**Stated exercise**
Each entry below should be reproduced character for character.

Region labeling entries
···
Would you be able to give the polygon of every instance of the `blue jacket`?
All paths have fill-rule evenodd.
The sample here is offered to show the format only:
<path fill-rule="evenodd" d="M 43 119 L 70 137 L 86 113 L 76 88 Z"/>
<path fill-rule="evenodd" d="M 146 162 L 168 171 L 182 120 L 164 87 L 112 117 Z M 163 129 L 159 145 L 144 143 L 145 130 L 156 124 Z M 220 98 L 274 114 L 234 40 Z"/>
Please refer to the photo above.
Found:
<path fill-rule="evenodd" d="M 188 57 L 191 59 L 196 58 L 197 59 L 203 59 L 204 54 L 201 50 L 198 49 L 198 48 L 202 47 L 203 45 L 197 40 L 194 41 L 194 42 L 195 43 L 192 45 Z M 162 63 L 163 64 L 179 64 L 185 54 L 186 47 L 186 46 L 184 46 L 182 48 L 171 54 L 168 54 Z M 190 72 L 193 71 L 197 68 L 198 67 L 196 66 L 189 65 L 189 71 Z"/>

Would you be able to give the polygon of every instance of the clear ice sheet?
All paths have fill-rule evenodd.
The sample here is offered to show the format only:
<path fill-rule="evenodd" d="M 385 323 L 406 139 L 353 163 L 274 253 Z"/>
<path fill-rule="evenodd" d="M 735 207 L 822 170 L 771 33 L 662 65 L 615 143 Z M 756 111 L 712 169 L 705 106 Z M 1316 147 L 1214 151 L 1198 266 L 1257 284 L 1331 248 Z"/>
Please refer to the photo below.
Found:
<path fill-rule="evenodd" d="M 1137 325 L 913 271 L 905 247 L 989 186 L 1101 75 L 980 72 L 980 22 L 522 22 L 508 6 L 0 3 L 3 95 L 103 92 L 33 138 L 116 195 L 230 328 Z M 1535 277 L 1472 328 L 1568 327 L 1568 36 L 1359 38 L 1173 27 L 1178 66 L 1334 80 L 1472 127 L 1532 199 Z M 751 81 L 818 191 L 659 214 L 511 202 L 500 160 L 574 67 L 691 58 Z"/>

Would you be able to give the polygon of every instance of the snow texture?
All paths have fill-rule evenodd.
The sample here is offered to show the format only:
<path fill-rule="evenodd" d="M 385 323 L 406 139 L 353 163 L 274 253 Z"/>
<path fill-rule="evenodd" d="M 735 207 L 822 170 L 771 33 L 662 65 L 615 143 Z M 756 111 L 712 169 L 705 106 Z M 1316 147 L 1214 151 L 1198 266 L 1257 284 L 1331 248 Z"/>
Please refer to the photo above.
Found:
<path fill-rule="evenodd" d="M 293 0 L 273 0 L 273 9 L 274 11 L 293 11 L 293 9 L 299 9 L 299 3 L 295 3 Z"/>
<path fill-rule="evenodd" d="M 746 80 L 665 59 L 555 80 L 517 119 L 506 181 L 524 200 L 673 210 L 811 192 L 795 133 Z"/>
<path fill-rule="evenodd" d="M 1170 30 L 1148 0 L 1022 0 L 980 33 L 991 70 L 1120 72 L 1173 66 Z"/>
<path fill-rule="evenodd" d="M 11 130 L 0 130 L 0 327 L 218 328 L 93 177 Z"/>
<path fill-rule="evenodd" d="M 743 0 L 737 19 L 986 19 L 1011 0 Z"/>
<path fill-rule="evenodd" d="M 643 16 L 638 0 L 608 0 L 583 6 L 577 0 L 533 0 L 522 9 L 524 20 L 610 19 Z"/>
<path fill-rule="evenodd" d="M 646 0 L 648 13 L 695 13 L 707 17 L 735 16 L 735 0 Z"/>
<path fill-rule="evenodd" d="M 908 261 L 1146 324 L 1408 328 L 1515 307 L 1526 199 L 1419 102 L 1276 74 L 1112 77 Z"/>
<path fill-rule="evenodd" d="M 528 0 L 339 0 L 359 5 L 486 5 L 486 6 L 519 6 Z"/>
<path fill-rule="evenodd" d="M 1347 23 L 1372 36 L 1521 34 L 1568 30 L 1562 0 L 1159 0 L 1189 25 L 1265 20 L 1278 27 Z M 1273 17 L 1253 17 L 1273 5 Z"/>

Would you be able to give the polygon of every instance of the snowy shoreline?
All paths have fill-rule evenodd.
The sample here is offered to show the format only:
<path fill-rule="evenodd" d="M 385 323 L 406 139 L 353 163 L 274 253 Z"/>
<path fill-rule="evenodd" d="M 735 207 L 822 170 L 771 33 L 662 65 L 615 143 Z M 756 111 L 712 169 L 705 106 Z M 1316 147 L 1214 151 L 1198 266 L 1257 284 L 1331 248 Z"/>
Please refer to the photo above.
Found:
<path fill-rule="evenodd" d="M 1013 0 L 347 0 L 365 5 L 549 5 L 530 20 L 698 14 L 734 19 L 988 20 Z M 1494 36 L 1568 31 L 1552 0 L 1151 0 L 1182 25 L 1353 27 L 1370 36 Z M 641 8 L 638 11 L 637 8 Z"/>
···
**Output**
Would you be able to give the polygon of every instance of the `blue jacket`?
All paths have fill-rule evenodd.
The sample here is offered to show the format only:
<path fill-rule="evenodd" d="M 43 119 L 70 137 L 86 113 L 76 88 Z"/>
<path fill-rule="evenodd" d="M 146 162 L 168 171 L 182 120 L 164 87 L 112 117 Z M 163 129 L 159 145 L 144 143 L 145 130 L 156 124 Z M 220 98 L 274 114 L 234 40 Z"/>
Please refer to the photo above.
Found:
<path fill-rule="evenodd" d="M 188 57 L 191 59 L 196 58 L 197 59 L 203 59 L 204 54 L 201 50 L 198 49 L 198 48 L 202 47 L 203 45 L 197 40 L 194 41 L 194 42 L 195 43 L 192 45 Z M 162 63 L 163 64 L 179 64 L 185 54 L 186 47 L 186 46 L 184 46 L 182 48 L 171 54 L 168 54 Z M 190 72 L 193 71 L 197 68 L 198 67 L 196 66 L 189 65 L 189 71 Z"/>

Would you be able to give the polygon of every instance of the clear ice sheet?
All paths have fill-rule evenodd.
The sample here is offered to show the format only:
<path fill-rule="evenodd" d="M 385 323 L 406 139 L 353 163 L 274 253 Z"/>
<path fill-rule="evenodd" d="M 735 207 L 822 170 L 771 33 L 662 65 L 615 143 Z M 756 111 L 712 169 L 705 106 Z M 1316 147 L 1214 151 L 1198 266 L 1257 284 L 1331 248 Z"/>
Please refer to the photo below.
Found:
<path fill-rule="evenodd" d="M 1137 325 L 913 271 L 905 247 L 989 186 L 1101 75 L 980 72 L 980 22 L 522 22 L 508 6 L 0 3 L 3 95 L 103 92 L 33 138 L 116 195 L 230 328 Z M 1535 277 L 1472 328 L 1568 327 L 1568 36 L 1359 38 L 1173 27 L 1178 66 L 1334 80 L 1472 127 L 1532 199 Z M 751 81 L 818 191 L 659 214 L 511 202 L 500 160 L 574 67 L 691 58 Z"/>

Would you be able to give the polygon of every instance of the snow texture?
All paths have fill-rule evenodd.
The sample here is offered to show the format only:
<path fill-rule="evenodd" d="M 385 323 L 406 139 L 353 163 L 274 253 Z"/>
<path fill-rule="evenodd" d="M 735 207 L 822 170 L 771 33 L 662 65 L 615 143 Z M 756 111 L 712 169 L 705 106 Z M 1316 147 L 1214 151 L 1198 266 L 1257 284 L 1331 248 Z"/>
Please refer to the photo above.
Found:
<path fill-rule="evenodd" d="M 293 0 L 273 0 L 273 9 L 274 11 L 293 11 L 293 9 L 299 9 L 299 3 L 295 3 Z"/>
<path fill-rule="evenodd" d="M 746 80 L 665 59 L 555 80 L 517 119 L 506 181 L 524 200 L 673 210 L 811 192 L 795 133 Z"/>
<path fill-rule="evenodd" d="M 1170 30 L 1148 0 L 1022 0 L 980 33 L 991 70 L 1120 72 L 1173 66 Z"/>
<path fill-rule="evenodd" d="M 11 130 L 0 130 L 0 327 L 218 328 L 93 177 Z"/>
<path fill-rule="evenodd" d="M 743 0 L 737 19 L 986 19 L 1011 0 Z"/>
<path fill-rule="evenodd" d="M 643 16 L 638 0 L 608 0 L 583 6 L 577 0 L 533 0 L 522 9 L 524 20 L 610 19 Z"/>
<path fill-rule="evenodd" d="M 646 0 L 648 13 L 695 13 L 707 17 L 735 16 L 735 0 Z"/>
<path fill-rule="evenodd" d="M 908 261 L 1146 324 L 1408 328 L 1515 307 L 1526 199 L 1419 102 L 1276 74 L 1112 77 Z"/>
<path fill-rule="evenodd" d="M 528 0 L 339 0 L 359 5 L 486 5 L 486 6 L 519 6 Z"/>
<path fill-rule="evenodd" d="M 1347 23 L 1372 36 L 1521 34 L 1568 30 L 1562 0 L 1159 0 L 1189 25 L 1265 20 L 1278 27 Z M 1273 17 L 1253 17 L 1273 5 Z"/>

Would you be able to give the polygon of every instance of the snowy shoreline?
All paths have fill-rule evenodd.
The sample here is offered to show the format only:
<path fill-rule="evenodd" d="M 385 323 L 406 139 L 353 163 L 274 253 Z"/>
<path fill-rule="evenodd" d="M 735 207 L 822 170 L 771 33 L 662 65 L 615 143 Z M 756 111 L 712 169 L 705 106 Z M 1316 147 L 1214 151 L 1198 266 L 1257 284 L 1331 248 Z"/>
Please refer to the photo above.
Found:
<path fill-rule="evenodd" d="M 1013 0 L 347 0 L 365 5 L 549 5 L 530 20 L 698 14 L 734 19 L 988 20 Z M 1494 36 L 1568 31 L 1552 0 L 1151 0 L 1182 25 L 1353 27 L 1370 36 Z M 641 8 L 638 11 L 637 8 Z"/>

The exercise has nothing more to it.